» **TO DO**
Count the lines in the records below that contain the word "white", and give only that number.

━━━━━━━━━━━━━━━━

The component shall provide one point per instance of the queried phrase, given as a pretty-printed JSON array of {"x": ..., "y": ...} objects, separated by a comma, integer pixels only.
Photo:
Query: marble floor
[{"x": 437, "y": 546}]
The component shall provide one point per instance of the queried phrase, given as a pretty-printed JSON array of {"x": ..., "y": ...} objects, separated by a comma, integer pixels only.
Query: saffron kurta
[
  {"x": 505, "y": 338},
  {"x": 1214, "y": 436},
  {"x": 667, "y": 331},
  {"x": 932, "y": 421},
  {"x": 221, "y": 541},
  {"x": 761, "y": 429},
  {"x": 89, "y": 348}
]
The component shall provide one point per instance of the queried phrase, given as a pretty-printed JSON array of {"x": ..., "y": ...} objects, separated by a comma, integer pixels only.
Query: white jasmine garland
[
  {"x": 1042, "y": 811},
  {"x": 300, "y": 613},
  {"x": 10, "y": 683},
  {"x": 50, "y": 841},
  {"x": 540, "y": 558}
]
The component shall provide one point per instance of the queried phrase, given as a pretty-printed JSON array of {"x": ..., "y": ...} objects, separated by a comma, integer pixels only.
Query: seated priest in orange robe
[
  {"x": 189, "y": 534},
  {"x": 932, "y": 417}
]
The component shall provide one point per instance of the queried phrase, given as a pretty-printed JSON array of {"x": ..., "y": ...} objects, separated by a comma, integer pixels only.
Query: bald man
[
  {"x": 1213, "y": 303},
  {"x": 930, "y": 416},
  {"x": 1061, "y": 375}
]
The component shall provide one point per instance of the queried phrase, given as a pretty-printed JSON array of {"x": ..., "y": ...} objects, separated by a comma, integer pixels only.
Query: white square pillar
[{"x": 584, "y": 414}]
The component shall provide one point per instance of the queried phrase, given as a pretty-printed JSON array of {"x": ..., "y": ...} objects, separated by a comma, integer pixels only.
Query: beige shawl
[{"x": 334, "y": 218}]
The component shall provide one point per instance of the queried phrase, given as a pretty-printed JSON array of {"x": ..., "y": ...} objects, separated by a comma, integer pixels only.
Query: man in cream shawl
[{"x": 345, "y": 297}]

━━━━━━━━━━━━━━━━

» **CORRECT RESPONSE**
2